Tags: , , , , , , , , , ,

Book CoverLynne Connolly’s review of Blaze of Memory by Nalini Singh
Futuristic paranormal romance released by Berkley 3 Nov 09

The cover? Weird. Dev is Asian, with a fair bit of Indian in him, and he’s a director, not a cop, but the cover seems to show a George Michael type with a weapon in a blazing street. I know the scene it’s supposed to represent, it just seems more suspense than paranormal to me.

Dev Santos is the director of the Shine Foundation, which deals with the descendants of the Psy called the Forgotten. A woman is brought to him, one who has been tortured and has a terrible implant in her psychic memory, one they can’t access and they can’t remove. She refuses to respond to her name of Ekaterina, so Dev gives her the name Katya.

He takes her in to his home and looks after her. Katya has been badly treated, starved and tortured, and so mentally battered I don’t think she would have bounced back as quickly as she did.

The story is interwoven with two other narratives. One is hundred year old letters from a woman living at the cusp of the introduction of Silence. I would have loved these written as a story in themselves, but interspersed into this story, I found it took away some of the intensity of the main narrative.

The other is accounts from somewhere called the Sunshine station. At first, I connected this with the Shine Foundation, but it’s soon clear that they are separate, although I found it a bit confusing at first. I also didn’t understand Dev’s gift and how it factored into the story until quite late on.

The romance developed a bit unevenly, with some pauses to get on with the complex external plot, and at first I thought there were probably a couple of scenes too many, with a few repetitions of how and why.

• DATASET:
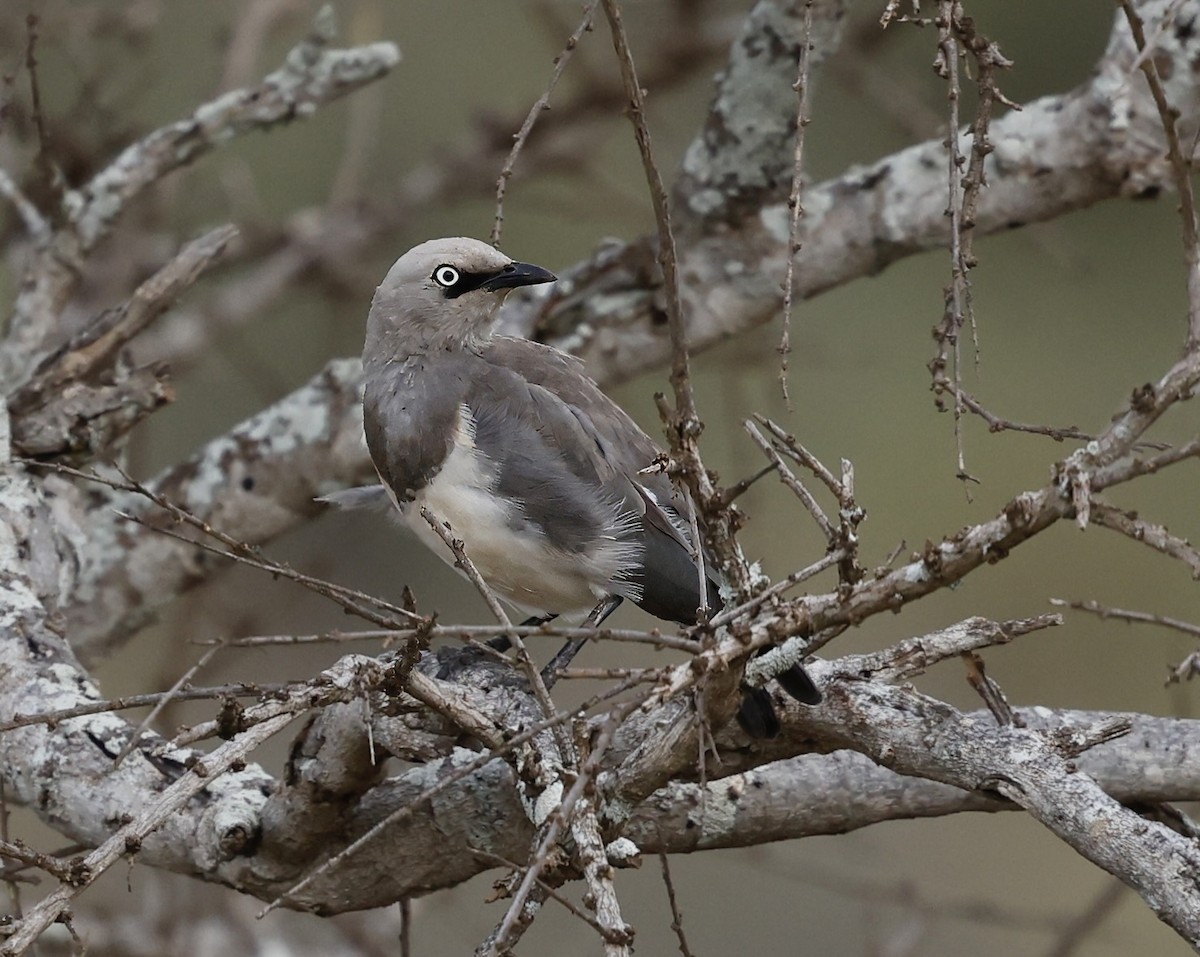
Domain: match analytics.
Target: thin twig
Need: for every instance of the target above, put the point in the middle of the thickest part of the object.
(676, 916)
(443, 530)
(172, 694)
(793, 198)
(789, 479)
(1181, 168)
(539, 107)
(1147, 533)
(132, 834)
(561, 818)
(549, 891)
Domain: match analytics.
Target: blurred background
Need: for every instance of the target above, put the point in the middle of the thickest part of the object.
(1073, 314)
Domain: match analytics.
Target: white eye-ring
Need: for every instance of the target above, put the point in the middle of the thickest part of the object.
(445, 276)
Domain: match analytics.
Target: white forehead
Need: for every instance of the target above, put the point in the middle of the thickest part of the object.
(465, 254)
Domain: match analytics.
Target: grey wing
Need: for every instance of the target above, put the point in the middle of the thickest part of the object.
(409, 415)
(617, 450)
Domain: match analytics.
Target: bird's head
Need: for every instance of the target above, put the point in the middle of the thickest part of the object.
(443, 294)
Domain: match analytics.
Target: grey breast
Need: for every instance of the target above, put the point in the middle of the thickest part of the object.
(513, 469)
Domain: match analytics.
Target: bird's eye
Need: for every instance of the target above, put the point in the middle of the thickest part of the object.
(445, 276)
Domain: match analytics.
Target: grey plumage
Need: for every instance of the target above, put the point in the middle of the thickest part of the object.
(533, 467)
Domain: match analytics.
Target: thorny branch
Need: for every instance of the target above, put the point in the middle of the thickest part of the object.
(640, 766)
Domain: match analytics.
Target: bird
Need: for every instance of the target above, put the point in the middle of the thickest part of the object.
(544, 479)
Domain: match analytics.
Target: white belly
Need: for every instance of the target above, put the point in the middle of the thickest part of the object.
(513, 557)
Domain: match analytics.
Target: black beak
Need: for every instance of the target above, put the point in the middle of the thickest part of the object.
(519, 274)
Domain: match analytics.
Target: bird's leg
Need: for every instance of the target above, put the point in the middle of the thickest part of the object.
(605, 607)
(503, 643)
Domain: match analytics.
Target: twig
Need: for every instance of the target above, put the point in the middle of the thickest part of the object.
(468, 633)
(238, 551)
(996, 423)
(443, 530)
(676, 916)
(551, 894)
(1089, 920)
(405, 811)
(987, 688)
(1181, 169)
(172, 694)
(789, 479)
(793, 198)
(1144, 618)
(540, 104)
(129, 837)
(540, 856)
(1147, 533)
(913, 656)
(406, 926)
(683, 422)
(238, 690)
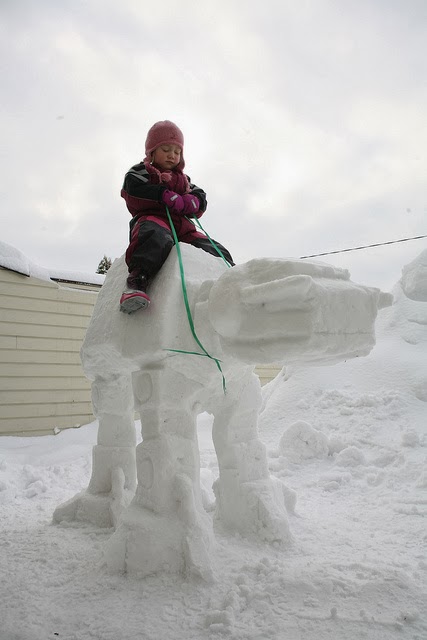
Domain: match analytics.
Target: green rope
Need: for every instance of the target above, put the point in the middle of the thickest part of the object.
(215, 246)
(187, 307)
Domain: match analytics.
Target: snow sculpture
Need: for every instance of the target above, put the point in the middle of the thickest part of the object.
(263, 311)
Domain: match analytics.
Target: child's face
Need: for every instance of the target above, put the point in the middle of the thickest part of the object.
(167, 156)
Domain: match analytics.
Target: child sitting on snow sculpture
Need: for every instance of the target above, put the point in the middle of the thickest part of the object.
(150, 188)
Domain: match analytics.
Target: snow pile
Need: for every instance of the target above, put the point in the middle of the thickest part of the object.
(356, 567)
(244, 315)
(13, 259)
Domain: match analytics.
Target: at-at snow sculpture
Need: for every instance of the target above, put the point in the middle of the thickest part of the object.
(259, 312)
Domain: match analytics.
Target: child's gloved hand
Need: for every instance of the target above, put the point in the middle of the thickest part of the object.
(191, 204)
(173, 201)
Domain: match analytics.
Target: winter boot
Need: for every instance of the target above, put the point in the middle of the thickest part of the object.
(134, 297)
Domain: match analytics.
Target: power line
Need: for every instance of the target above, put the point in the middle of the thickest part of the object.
(367, 246)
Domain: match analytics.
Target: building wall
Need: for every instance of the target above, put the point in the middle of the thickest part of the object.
(42, 326)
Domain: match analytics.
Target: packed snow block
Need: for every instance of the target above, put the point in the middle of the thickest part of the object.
(163, 363)
(293, 311)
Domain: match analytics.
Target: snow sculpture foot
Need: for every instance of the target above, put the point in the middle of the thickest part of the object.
(259, 509)
(102, 510)
(147, 542)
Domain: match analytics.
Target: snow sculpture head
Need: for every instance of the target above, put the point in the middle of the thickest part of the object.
(262, 311)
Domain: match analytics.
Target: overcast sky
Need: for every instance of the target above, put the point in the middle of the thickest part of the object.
(305, 121)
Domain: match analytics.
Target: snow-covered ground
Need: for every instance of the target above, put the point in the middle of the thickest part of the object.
(350, 439)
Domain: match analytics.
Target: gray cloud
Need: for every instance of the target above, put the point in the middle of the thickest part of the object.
(305, 124)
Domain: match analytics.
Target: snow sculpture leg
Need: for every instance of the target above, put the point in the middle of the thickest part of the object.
(249, 500)
(165, 528)
(113, 481)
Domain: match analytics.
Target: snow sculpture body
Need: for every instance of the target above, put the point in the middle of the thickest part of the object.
(259, 312)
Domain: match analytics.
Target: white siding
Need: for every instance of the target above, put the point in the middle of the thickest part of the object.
(42, 326)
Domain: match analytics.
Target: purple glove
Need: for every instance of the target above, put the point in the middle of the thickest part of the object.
(173, 201)
(191, 205)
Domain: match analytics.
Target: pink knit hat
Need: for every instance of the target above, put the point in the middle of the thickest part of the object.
(164, 132)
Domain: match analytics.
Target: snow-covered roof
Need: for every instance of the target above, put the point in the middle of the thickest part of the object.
(14, 260)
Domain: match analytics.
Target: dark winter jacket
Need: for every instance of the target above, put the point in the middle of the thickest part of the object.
(143, 188)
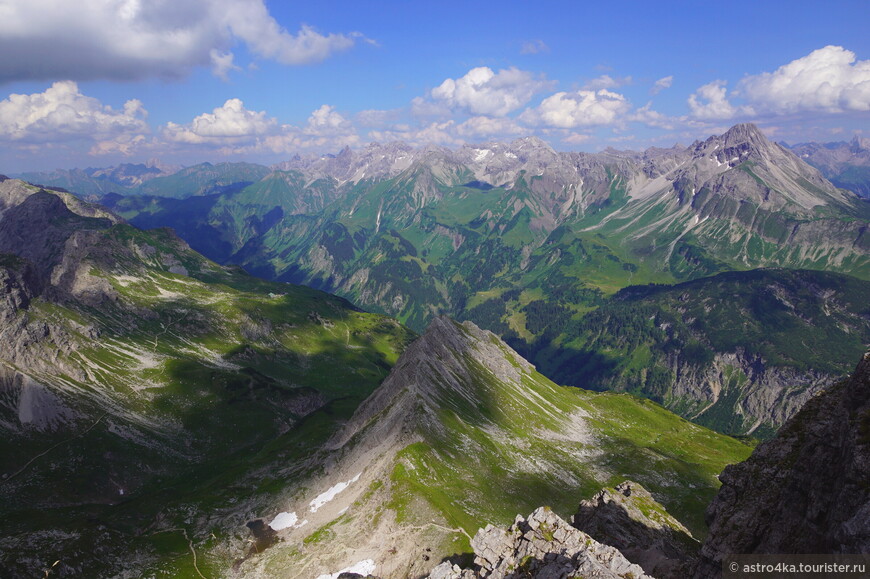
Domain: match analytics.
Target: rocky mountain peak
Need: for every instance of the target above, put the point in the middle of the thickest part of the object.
(805, 491)
(448, 365)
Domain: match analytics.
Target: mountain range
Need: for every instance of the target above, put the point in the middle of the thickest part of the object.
(165, 415)
(525, 242)
(205, 422)
(845, 164)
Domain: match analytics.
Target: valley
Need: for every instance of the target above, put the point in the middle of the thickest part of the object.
(561, 323)
(526, 242)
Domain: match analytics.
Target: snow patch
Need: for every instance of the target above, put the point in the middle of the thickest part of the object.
(324, 498)
(481, 154)
(364, 567)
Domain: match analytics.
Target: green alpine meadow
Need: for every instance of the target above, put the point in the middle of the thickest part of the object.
(378, 363)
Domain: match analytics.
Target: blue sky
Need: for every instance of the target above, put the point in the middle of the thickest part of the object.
(98, 82)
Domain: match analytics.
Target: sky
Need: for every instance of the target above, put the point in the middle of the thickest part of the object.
(94, 83)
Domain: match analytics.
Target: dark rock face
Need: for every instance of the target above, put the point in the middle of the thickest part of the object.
(630, 519)
(806, 491)
(544, 546)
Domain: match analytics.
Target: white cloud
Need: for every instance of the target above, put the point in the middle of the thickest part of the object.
(133, 39)
(229, 123)
(488, 127)
(222, 63)
(710, 102)
(578, 109)
(829, 79)
(62, 113)
(231, 129)
(661, 84)
(483, 92)
(606, 81)
(534, 47)
(576, 138)
(434, 133)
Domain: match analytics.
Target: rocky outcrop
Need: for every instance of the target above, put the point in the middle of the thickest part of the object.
(629, 518)
(806, 490)
(543, 546)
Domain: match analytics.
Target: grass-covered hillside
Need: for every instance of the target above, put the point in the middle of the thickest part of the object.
(145, 391)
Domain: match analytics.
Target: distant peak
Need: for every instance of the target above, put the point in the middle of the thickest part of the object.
(531, 142)
(744, 132)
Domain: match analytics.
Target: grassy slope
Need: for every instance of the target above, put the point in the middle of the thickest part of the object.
(194, 385)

• EXERCISE GOAL: Write out the review of Blaze of Memory above in full, word for word.

• WRITTEN REPLY:
Tags: , , , , , , , , , ,

Book CoverLynne Connolly’s review of Blaze of Memory by Nalini Singh
Futuristic paranormal romance released by Berkley 3 Nov 09

The cover? Weird. Dev is Asian, with a fair bit of Indian in him, and he’s a director, not a cop, but the cover seems to show a George Michael type with a weapon in a blazing street. I know the scene it’s supposed to represent, it just seems more suspense than paranormal to me.

Dev Santos is the director of the Shine Foundation, which deals with the descendants of the Psy called the Forgotten. A woman is brought to him, one who has been tortured and has a terrible implant in her psychic memory, one they can’t access and they can’t remove. She refuses to respond to her name of Ekaterina, so Dev gives her the name Katya.

He takes her in to his home and looks after her. Katya has been badly treated, starved and tortured, and so mentally battered I don’t think she would have bounced back as quickly as she did.

The story is interwoven with two other narratives. One is hundred year old letters from a woman living at the cusp of the introduction of Silence. I would have loved these written as a story in themselves, but interspersed into this story, I found it took away some of the intensity of the main narrative.

The other is accounts from somewhere called the Sunshine station. At first, I connected this with the Shine Foundation, but it’s soon clear that they are separate, although I found it a bit confusing at first. I also didn’t understand Dev’s gift and how it factored into the story until quite late on.

The romance developed a bit unevenly, with some pauses to get on with the complex external plot, and at first I thought there were probably a couple of scenes too many, with a few repetitions of how and why.